Point annotation records:

------

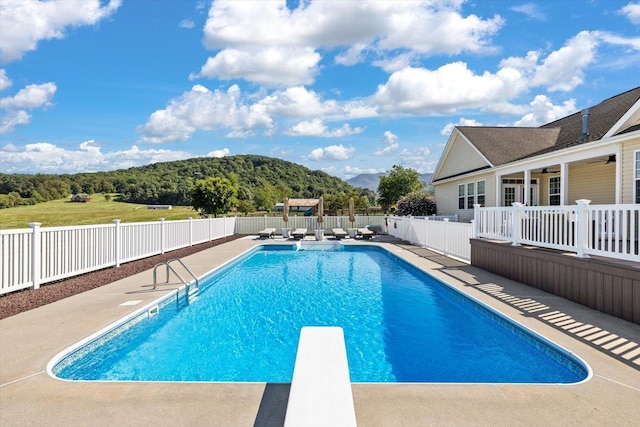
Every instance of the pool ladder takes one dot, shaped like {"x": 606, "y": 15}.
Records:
{"x": 169, "y": 268}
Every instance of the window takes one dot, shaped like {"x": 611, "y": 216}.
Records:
{"x": 554, "y": 191}
{"x": 470, "y": 194}
{"x": 637, "y": 177}
{"x": 481, "y": 193}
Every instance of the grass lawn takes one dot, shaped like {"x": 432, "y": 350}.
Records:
{"x": 97, "y": 211}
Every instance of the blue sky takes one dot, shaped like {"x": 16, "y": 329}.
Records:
{"x": 346, "y": 87}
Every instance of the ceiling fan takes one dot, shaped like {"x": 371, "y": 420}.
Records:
{"x": 545, "y": 170}
{"x": 610, "y": 159}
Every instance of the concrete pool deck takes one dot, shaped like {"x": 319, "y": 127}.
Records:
{"x": 29, "y": 396}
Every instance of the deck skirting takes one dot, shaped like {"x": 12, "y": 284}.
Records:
{"x": 605, "y": 285}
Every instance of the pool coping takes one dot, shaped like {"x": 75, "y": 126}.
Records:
{"x": 28, "y": 342}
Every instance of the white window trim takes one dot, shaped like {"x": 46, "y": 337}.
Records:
{"x": 475, "y": 194}
{"x": 559, "y": 193}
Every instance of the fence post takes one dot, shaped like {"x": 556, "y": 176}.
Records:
{"x": 116, "y": 249}
{"x": 582, "y": 227}
{"x": 35, "y": 253}
{"x": 162, "y": 236}
{"x": 516, "y": 223}
{"x": 475, "y": 221}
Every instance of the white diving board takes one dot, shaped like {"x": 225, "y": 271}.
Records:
{"x": 320, "y": 392}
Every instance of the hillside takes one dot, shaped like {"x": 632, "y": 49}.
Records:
{"x": 371, "y": 180}
{"x": 259, "y": 178}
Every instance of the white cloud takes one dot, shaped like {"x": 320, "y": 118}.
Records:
{"x": 26, "y": 22}
{"x": 542, "y": 110}
{"x": 14, "y": 107}
{"x": 88, "y": 157}
{"x": 563, "y": 69}
{"x": 390, "y": 141}
{"x": 299, "y": 102}
{"x": 5, "y": 81}
{"x": 531, "y": 10}
{"x": 632, "y": 12}
{"x": 352, "y": 56}
{"x": 445, "y": 90}
{"x": 446, "y": 131}
{"x": 32, "y": 96}
{"x": 267, "y": 43}
{"x": 187, "y": 23}
{"x": 12, "y": 119}
{"x": 219, "y": 153}
{"x": 272, "y": 66}
{"x": 203, "y": 109}
{"x": 418, "y": 158}
{"x": 316, "y": 127}
{"x": 332, "y": 152}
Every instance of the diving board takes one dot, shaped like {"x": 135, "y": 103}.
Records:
{"x": 320, "y": 392}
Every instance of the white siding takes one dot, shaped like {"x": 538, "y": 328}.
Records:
{"x": 628, "y": 169}
{"x": 461, "y": 157}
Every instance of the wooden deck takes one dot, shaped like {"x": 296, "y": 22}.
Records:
{"x": 605, "y": 284}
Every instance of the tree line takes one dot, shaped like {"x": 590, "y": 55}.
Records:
{"x": 261, "y": 183}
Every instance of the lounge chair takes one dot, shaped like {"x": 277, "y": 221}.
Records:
{"x": 299, "y": 233}
{"x": 339, "y": 233}
{"x": 365, "y": 233}
{"x": 267, "y": 233}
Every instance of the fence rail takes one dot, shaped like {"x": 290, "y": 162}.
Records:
{"x": 438, "y": 233}
{"x": 34, "y": 256}
{"x": 605, "y": 230}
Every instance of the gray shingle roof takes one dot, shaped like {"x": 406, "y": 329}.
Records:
{"x": 502, "y": 145}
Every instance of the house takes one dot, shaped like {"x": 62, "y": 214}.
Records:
{"x": 80, "y": 198}
{"x": 592, "y": 154}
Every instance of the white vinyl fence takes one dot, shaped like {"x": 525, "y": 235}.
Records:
{"x": 33, "y": 256}
{"x": 605, "y": 230}
{"x": 253, "y": 225}
{"x": 438, "y": 233}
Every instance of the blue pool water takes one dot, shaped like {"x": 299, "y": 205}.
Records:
{"x": 400, "y": 325}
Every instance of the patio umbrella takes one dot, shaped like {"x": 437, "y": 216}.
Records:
{"x": 320, "y": 211}
{"x": 285, "y": 210}
{"x": 352, "y": 217}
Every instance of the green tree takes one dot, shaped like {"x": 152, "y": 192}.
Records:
{"x": 398, "y": 183}
{"x": 265, "y": 197}
{"x": 214, "y": 196}
{"x": 245, "y": 206}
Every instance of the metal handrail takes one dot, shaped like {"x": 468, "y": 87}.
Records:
{"x": 168, "y": 266}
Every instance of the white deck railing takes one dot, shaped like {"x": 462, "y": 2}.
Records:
{"x": 605, "y": 230}
{"x": 33, "y": 256}
{"x": 434, "y": 232}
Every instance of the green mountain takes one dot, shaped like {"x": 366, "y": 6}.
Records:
{"x": 261, "y": 180}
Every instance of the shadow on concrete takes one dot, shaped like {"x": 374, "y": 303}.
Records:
{"x": 273, "y": 406}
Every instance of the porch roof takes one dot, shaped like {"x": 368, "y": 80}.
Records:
{"x": 501, "y": 145}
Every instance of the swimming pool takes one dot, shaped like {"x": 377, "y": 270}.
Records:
{"x": 400, "y": 325}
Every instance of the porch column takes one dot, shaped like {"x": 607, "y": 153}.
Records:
{"x": 564, "y": 184}
{"x": 618, "y": 177}
{"x": 527, "y": 188}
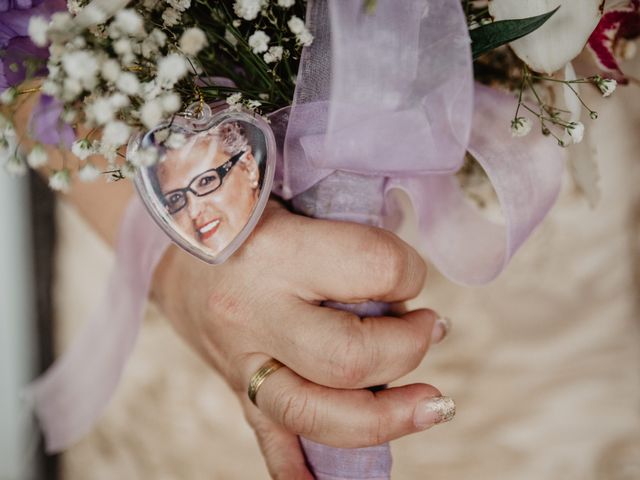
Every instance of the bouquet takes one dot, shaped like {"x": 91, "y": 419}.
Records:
{"x": 334, "y": 88}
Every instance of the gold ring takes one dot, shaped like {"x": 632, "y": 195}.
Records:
{"x": 260, "y": 376}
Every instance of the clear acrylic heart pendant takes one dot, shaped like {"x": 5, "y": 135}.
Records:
{"x": 205, "y": 177}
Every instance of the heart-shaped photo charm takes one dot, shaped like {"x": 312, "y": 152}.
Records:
{"x": 205, "y": 177}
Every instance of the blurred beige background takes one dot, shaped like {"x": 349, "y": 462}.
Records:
{"x": 543, "y": 363}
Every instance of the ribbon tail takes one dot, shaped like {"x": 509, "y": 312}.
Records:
{"x": 526, "y": 174}
{"x": 70, "y": 396}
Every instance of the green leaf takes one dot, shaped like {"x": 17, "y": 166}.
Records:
{"x": 495, "y": 34}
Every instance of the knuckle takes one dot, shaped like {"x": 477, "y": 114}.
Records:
{"x": 351, "y": 357}
{"x": 388, "y": 260}
{"x": 296, "y": 412}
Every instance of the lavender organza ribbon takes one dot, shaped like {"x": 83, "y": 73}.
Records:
{"x": 387, "y": 96}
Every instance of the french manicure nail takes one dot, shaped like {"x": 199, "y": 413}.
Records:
{"x": 432, "y": 411}
{"x": 441, "y": 329}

------

» Directions
Quote the data exactly, leaving every image out of the copy.

» Answer to the exercise
Every instance of the pool ladder takes one dot, shaped like {"x": 606, "y": 15}.
Records:
{"x": 169, "y": 268}
Every instance of the window takes one dot, shaped like {"x": 611, "y": 216}.
Records:
{"x": 554, "y": 191}
{"x": 470, "y": 194}
{"x": 637, "y": 177}
{"x": 481, "y": 193}
Every instance of the grass lawn takes one dot, shaped like {"x": 432, "y": 350}.
Records:
{"x": 97, "y": 211}
Every instance of the blue sky takes one dot, shaped like {"x": 16, "y": 329}.
Records:
{"x": 346, "y": 87}
Every instance of the ceiling fan takes one dot, shaped like {"x": 371, "y": 420}.
Records:
{"x": 545, "y": 170}
{"x": 610, "y": 159}
Every instance of the concrete pool deck takes one dot, shaped like {"x": 319, "y": 127}.
Records:
{"x": 29, "y": 396}
Every instance of the deck skirting takes one dot, shaped like {"x": 12, "y": 284}.
Records:
{"x": 605, "y": 285}
Every instance of the pool coping takes one dot, shaped like {"x": 75, "y": 126}.
Records:
{"x": 28, "y": 342}
Every instance of the white window trim takes one dot, shaped like {"x": 46, "y": 337}.
Records:
{"x": 475, "y": 194}
{"x": 559, "y": 193}
Every instance of the fence post takes one dot, shaped like {"x": 556, "y": 176}.
Records:
{"x": 116, "y": 249}
{"x": 582, "y": 227}
{"x": 35, "y": 253}
{"x": 162, "y": 236}
{"x": 516, "y": 223}
{"x": 475, "y": 221}
Every instance of the white diving board takes one dot, shaped like {"x": 225, "y": 271}.
Records:
{"x": 320, "y": 392}
Every instance of the hillside takes one dot, shaped like {"x": 632, "y": 49}.
Records:
{"x": 371, "y": 180}
{"x": 259, "y": 178}
Every instance of the white cloud takes one dot, shaped like {"x": 320, "y": 118}.
Records:
{"x": 26, "y": 22}
{"x": 542, "y": 110}
{"x": 14, "y": 107}
{"x": 88, "y": 157}
{"x": 563, "y": 69}
{"x": 390, "y": 141}
{"x": 299, "y": 102}
{"x": 5, "y": 81}
{"x": 531, "y": 10}
{"x": 632, "y": 12}
{"x": 352, "y": 56}
{"x": 445, "y": 90}
{"x": 446, "y": 131}
{"x": 32, "y": 96}
{"x": 267, "y": 43}
{"x": 187, "y": 23}
{"x": 12, "y": 119}
{"x": 219, "y": 153}
{"x": 272, "y": 66}
{"x": 203, "y": 109}
{"x": 418, "y": 158}
{"x": 316, "y": 127}
{"x": 332, "y": 152}
Every instance of the diving board takes one dot, shaped like {"x": 135, "y": 103}.
Records:
{"x": 320, "y": 392}
Every instance of the white siding takes one dot, shaped like {"x": 538, "y": 328}.
Records:
{"x": 628, "y": 169}
{"x": 461, "y": 157}
Every instance of the wooden deck takes one dot, shaped like {"x": 296, "y": 22}.
Records:
{"x": 605, "y": 284}
Every instance of the tree line takes one dot, shaped like {"x": 590, "y": 55}.
Records:
{"x": 261, "y": 183}
Every instance of the lounge chair takes one dot, shaped like {"x": 277, "y": 221}.
Records:
{"x": 299, "y": 233}
{"x": 339, "y": 233}
{"x": 365, "y": 233}
{"x": 267, "y": 233}
Every instance of the fence rail takes one dot, shaped like {"x": 290, "y": 162}.
Records:
{"x": 438, "y": 233}
{"x": 34, "y": 256}
{"x": 605, "y": 230}
Every instance of the gray shingle roof takes one dot, shaped like {"x": 406, "y": 329}.
Records:
{"x": 502, "y": 145}
Every instance of the house takes one dot, shaped like {"x": 62, "y": 214}.
Records:
{"x": 80, "y": 198}
{"x": 592, "y": 154}
Every instance of the white vinyl fence takes one dot, shaped like {"x": 525, "y": 235}.
Records:
{"x": 33, "y": 256}
{"x": 605, "y": 230}
{"x": 253, "y": 225}
{"x": 438, "y": 233}
Every instance of the blue pool water takes one dot, shaped like {"x": 299, "y": 205}.
Records:
{"x": 400, "y": 325}
Every instance of the patio umbrella takes one dot, shaped like {"x": 437, "y": 216}.
Records:
{"x": 320, "y": 211}
{"x": 285, "y": 210}
{"x": 352, "y": 217}
Every instance of the green tree takes one dot, shaped like {"x": 152, "y": 192}.
Records:
{"x": 398, "y": 183}
{"x": 265, "y": 197}
{"x": 214, "y": 196}
{"x": 245, "y": 206}
Every instance of the metal handrail takes one dot, shaped like {"x": 468, "y": 87}.
Records:
{"x": 168, "y": 266}
Every instance of the white deck railing takes one dot, shaped like {"x": 462, "y": 2}.
Records:
{"x": 605, "y": 230}
{"x": 33, "y": 256}
{"x": 434, "y": 232}
Every instance of the green mountain takes one dot, shaped like {"x": 366, "y": 6}.
Records:
{"x": 261, "y": 180}
Every instance of the shadow on concrete takes one dot, shaped like {"x": 374, "y": 303}.
Records:
{"x": 273, "y": 406}
Every instance of the porch roof takes one dot, shaped like {"x": 368, "y": 80}.
Records:
{"x": 501, "y": 145}
Every instance of the swimming pool takes one dot, shaped like {"x": 377, "y": 270}.
Records:
{"x": 400, "y": 325}
Every instance of the porch column takes one dot, shaped like {"x": 607, "y": 153}.
Records:
{"x": 564, "y": 184}
{"x": 618, "y": 177}
{"x": 527, "y": 188}
Every instance of the bouquet takes one dot, shaped like {"x": 91, "y": 419}.
Records:
{"x": 334, "y": 88}
Every instance of the gold ring takes one dot, shaped like {"x": 632, "y": 195}.
Records:
{"x": 260, "y": 376}
Every instance of the clear acrylic heart pendant takes one dot, shaped like {"x": 5, "y": 135}.
Records:
{"x": 205, "y": 177}
Every instance of the heart-shaped photo charm takes one dot, shaped like {"x": 312, "y": 152}.
Records:
{"x": 205, "y": 177}
Every instance of the blurred beige background takes one dot, shaped like {"x": 349, "y": 462}.
Records:
{"x": 543, "y": 363}
Every instance of the ribbon tail takes one dot, shaped like {"x": 509, "y": 312}.
Records:
{"x": 526, "y": 174}
{"x": 70, "y": 396}
Every instance of the green leaf takes one dot, shaped like {"x": 17, "y": 166}.
Records:
{"x": 495, "y": 34}
Every instance of the knuckle takes one dot, shaped like {"x": 477, "y": 114}.
Records:
{"x": 351, "y": 357}
{"x": 388, "y": 260}
{"x": 296, "y": 412}
Every instance of the lavender organza ribbon takes one dot, shaped like {"x": 83, "y": 73}.
Records:
{"x": 387, "y": 96}
Every instance of the french manicure nail takes one dot, shaped like {"x": 199, "y": 413}.
Records:
{"x": 432, "y": 411}
{"x": 441, "y": 329}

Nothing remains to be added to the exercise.